[Source records]
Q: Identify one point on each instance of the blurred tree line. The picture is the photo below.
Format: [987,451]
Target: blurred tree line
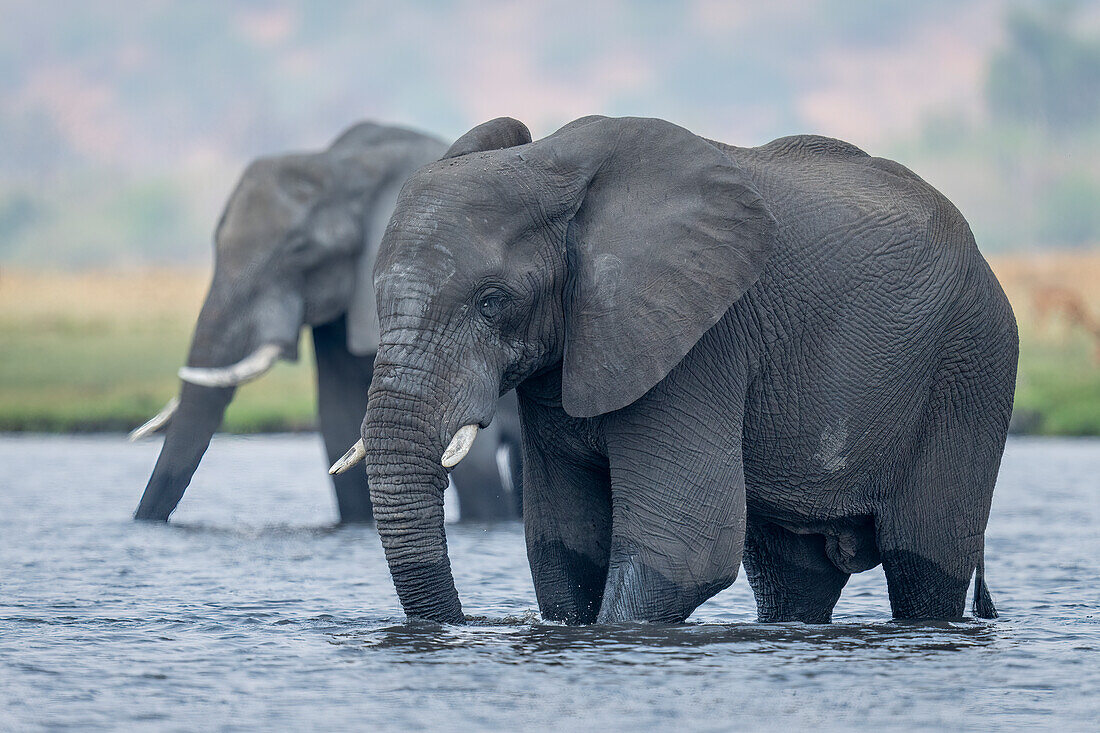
[1023,165]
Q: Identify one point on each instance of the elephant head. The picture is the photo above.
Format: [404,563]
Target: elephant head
[295,247]
[602,252]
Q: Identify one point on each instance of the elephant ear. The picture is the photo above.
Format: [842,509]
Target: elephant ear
[495,134]
[380,159]
[668,233]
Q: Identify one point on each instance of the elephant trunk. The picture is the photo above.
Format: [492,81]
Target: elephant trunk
[188,435]
[403,450]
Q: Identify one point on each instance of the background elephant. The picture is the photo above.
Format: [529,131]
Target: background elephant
[296,247]
[792,351]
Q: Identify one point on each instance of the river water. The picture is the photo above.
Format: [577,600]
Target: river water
[252,610]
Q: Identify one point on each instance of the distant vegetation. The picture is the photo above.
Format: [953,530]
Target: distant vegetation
[100,351]
[1026,173]
[124,130]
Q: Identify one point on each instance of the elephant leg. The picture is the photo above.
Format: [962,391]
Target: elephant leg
[678,492]
[791,575]
[931,529]
[567,522]
[342,383]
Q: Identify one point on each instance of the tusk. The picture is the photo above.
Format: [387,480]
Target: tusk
[253,365]
[354,455]
[156,422]
[460,445]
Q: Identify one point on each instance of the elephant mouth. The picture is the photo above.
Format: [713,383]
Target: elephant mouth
[251,368]
[248,369]
[460,445]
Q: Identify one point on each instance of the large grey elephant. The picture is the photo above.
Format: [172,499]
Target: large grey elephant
[294,248]
[792,356]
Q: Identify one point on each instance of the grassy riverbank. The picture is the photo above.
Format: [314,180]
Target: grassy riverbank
[99,351]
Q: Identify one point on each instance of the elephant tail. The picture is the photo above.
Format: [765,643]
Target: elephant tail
[982,602]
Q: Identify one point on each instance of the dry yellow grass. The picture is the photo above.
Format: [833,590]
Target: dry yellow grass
[132,297]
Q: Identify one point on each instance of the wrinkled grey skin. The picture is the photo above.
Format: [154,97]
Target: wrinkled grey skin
[294,248]
[792,356]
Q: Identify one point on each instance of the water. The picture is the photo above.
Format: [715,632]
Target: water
[251,610]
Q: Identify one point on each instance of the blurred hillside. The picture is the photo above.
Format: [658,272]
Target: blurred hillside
[124,124]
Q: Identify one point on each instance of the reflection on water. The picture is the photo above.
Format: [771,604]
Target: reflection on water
[252,608]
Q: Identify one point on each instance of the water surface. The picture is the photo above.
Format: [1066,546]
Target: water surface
[252,610]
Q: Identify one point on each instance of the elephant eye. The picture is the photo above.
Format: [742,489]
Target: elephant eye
[492,304]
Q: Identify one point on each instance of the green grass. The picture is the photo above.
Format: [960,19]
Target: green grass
[101,379]
[100,352]
[1057,386]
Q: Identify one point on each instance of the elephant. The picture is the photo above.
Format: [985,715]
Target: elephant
[295,247]
[791,357]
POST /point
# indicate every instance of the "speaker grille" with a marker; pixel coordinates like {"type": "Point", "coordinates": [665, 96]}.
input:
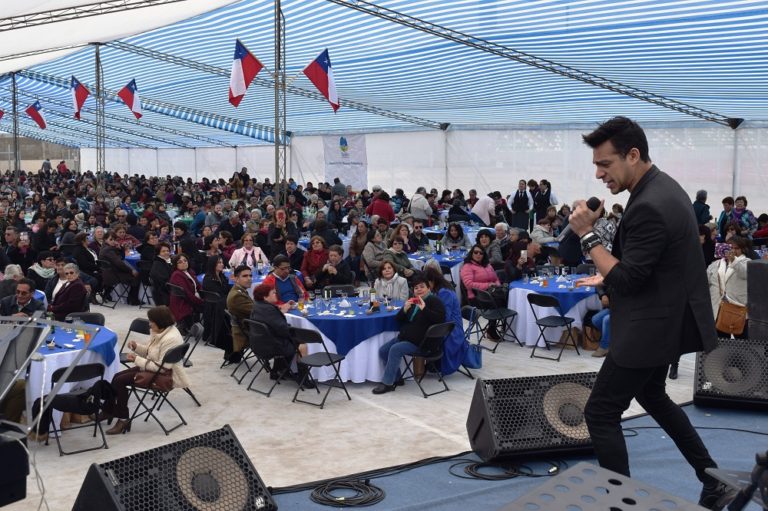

● **Your instructions**:
Exact copies of the lines from the one containing "Q: Identify one point on each instance of the elephant." through the end of the records above are required, with no pictures among them.

● **Task response**:
Q: Identify one point on each instance of the elephant. The picture is the photo above.
Format: [985,715]
Target: elephant
[295,247]
[791,357]
POST /point
# indicate every instance of the "speaker grille" with a marker; pixel coordinates like {"type": "Point", "coordinates": [665, 96]}.
input:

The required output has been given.